:: INFORMATION PROVIDED ::

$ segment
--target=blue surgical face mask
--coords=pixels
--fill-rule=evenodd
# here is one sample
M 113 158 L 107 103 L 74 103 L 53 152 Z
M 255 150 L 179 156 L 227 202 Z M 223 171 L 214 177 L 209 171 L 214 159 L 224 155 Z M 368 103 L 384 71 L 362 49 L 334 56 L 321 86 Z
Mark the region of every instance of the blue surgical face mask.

:::
:: INFORMATION PROVIDED ::

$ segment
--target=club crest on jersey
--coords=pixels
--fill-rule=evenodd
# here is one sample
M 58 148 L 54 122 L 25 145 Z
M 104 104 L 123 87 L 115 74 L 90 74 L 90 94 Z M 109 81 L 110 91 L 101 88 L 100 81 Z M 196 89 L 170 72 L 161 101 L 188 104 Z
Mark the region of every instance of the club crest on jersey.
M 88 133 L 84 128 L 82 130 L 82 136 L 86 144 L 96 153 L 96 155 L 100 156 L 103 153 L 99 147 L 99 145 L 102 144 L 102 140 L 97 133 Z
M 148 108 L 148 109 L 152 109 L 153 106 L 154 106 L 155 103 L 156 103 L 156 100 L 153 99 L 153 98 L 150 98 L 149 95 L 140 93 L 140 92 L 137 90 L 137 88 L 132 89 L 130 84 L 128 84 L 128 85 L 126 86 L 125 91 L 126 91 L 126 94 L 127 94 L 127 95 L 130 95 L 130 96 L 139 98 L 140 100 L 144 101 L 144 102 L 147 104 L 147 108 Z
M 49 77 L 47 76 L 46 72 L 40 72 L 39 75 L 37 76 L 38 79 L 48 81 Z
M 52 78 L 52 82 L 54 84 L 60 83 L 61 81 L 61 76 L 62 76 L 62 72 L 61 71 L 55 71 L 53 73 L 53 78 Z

:::
:: INFORMATION PROVIDED ::

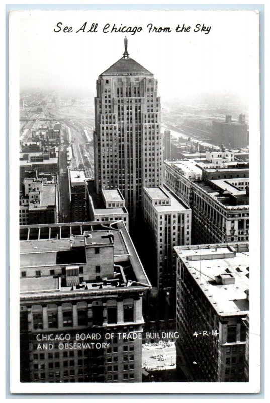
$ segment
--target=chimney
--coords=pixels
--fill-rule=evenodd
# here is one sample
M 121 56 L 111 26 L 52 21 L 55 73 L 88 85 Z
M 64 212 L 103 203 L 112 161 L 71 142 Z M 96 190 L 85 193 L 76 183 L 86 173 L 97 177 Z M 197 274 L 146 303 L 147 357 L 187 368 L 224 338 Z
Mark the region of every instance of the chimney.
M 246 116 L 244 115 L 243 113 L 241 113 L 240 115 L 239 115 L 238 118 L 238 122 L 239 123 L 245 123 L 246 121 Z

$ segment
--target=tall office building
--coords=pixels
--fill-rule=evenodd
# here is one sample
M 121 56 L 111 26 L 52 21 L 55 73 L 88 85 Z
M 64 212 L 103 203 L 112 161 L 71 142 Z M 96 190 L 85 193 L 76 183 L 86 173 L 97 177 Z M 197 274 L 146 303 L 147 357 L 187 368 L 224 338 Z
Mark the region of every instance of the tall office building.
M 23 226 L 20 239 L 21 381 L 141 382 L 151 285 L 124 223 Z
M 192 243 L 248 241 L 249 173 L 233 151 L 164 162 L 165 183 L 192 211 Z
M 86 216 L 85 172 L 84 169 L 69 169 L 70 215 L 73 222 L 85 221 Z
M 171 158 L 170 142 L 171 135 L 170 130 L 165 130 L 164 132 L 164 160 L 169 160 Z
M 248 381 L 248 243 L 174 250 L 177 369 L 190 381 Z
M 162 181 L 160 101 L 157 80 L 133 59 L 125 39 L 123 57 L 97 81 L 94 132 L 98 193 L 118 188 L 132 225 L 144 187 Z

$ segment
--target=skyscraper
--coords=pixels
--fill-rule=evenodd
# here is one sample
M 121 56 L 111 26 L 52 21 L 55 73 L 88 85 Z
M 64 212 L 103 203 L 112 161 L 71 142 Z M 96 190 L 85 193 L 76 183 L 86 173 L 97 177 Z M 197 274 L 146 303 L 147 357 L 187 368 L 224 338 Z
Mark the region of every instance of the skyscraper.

:::

* WHAT IS NEEDED *
Please count the lines in the items above that contain the word "jersey". Reply with the number alone.

* FINAL ANSWER *
2